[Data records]
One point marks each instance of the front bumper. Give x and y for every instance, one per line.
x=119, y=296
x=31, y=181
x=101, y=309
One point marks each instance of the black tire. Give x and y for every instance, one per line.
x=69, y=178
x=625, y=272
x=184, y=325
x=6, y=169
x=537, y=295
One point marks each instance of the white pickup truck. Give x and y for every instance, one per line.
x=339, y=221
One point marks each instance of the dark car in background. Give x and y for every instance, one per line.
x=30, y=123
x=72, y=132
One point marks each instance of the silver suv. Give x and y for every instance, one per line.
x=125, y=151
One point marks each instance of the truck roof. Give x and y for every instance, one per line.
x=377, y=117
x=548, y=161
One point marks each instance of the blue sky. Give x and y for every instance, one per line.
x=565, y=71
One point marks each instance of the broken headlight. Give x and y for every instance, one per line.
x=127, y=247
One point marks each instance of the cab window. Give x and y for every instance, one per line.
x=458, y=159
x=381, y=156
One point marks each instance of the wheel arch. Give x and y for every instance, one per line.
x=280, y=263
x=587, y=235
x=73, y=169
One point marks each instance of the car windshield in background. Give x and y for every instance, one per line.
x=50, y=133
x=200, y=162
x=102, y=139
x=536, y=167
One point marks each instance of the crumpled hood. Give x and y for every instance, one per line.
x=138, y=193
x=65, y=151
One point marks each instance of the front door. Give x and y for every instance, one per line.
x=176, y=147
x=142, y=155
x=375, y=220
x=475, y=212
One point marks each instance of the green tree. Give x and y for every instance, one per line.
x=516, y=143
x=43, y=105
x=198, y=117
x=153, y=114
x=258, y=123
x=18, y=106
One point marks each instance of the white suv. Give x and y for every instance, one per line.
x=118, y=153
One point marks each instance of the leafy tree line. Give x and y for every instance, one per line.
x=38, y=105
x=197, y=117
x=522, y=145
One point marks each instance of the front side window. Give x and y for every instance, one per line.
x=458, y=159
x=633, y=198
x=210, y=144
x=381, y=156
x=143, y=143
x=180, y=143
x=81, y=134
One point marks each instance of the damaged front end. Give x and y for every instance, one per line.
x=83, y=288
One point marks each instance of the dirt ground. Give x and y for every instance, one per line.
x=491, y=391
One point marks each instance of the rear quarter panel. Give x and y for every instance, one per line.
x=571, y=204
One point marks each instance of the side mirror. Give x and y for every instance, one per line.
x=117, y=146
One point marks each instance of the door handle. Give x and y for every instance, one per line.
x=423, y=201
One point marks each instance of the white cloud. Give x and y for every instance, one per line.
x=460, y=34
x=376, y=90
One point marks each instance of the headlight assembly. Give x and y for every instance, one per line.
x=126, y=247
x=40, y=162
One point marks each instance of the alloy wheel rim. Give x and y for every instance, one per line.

§ Job
Put the records above into a numbered list, leaving out any blank lines.

§ Worked answer
1. One point marks each instance of the front bumper. Give x and y for every instance, one per line.
2. x=119, y=296
3. x=31, y=181
4. x=101, y=309
5. One point marks each instance of the black tire. Give x and y for every instance, one per line.
6. x=69, y=178
7. x=625, y=272
8. x=184, y=325
9. x=6, y=169
10. x=537, y=295
11. One point marks each instance of the white pickup truck. Give x and y for every instance, one per line.
12. x=339, y=221
13. One point marks each instance of the dark car in background. Give x and y for every instance, one per line.
14. x=30, y=123
15. x=72, y=132
16. One point marks each instance of the silver suv. Give x and y for every instance, one per line.
17. x=125, y=151
18. One point marks each instance of the truck roof. Give x and y for every instance, one per line.
19. x=377, y=117
20. x=548, y=161
21. One point marks each instance of the blue sky. Give x and y for every instance, one per line.
22. x=565, y=71
23. One point marks each instance of the broken headlight. Give x and y for every instance, one per line.
24. x=127, y=247
25. One point marks each instance of the cab window. Give x and y for every instance, one per line.
26. x=458, y=159
27. x=381, y=156
28. One point marks each instance of the wheel arch. Give x and y for every instance, one per line.
29. x=280, y=263
30. x=587, y=235
31. x=73, y=169
32. One point marks each instance of the car windshield in background. Give x and y for every instance, one per line.
33. x=50, y=133
34. x=200, y=162
35. x=102, y=139
36. x=536, y=167
37. One point marks each instance of the crumpled hood. Give x and y for every instance, one per line.
38. x=138, y=193
39. x=65, y=151
40. One point marks each instance of the front door. Give x and y for every instance, one per line.
41. x=176, y=147
42. x=142, y=155
43. x=375, y=220
44. x=475, y=212
45. One point marks each instance of the green tree. Give x and y for every instance, one per line.
46. x=516, y=143
47. x=43, y=105
48. x=198, y=117
49. x=153, y=114
50. x=258, y=123
51. x=18, y=106
52. One point marks each instance of the white suv. Give x and y for every instance, one per line.
53. x=118, y=153
54. One point marks each instance of the leafy tree line. Give x and y for every instance, one per line.
55. x=38, y=105
56. x=197, y=117
57. x=522, y=145
58. One point marks each instance of the front side window. Give x and y for every instance, one per line.
59. x=458, y=159
60. x=633, y=198
61. x=210, y=144
62. x=381, y=156
63. x=143, y=143
64. x=180, y=143
65. x=81, y=134
66. One point marks each instance of the damaged front end. Give x and y for every instance, one per line.
67. x=83, y=288
68. One point marks each instance of the dirt ground. Give x and y for every instance, one per line.
69. x=491, y=391
70. One point marks each instance of the rear quarter panel. Give x and y for every instance, one per line.
71. x=571, y=204
72. One point marks each instance of the side mirror. Give x and y for every instance, one per line.
73. x=117, y=146
74. One point marks each instance of the door handle. Give x and y for every instance, one per line.
75. x=423, y=201
76. One point marks each instance of the white cloud. Give x and y for every instance, one per line.
77. x=460, y=34
78. x=376, y=90
79. One point marks each instance of the headlight assembly. Give x and y for every instance, one per line.
80. x=126, y=247
81. x=40, y=162
82. One point marks each instance of the alloy wheel rim. Give x and y for every instance, one per line.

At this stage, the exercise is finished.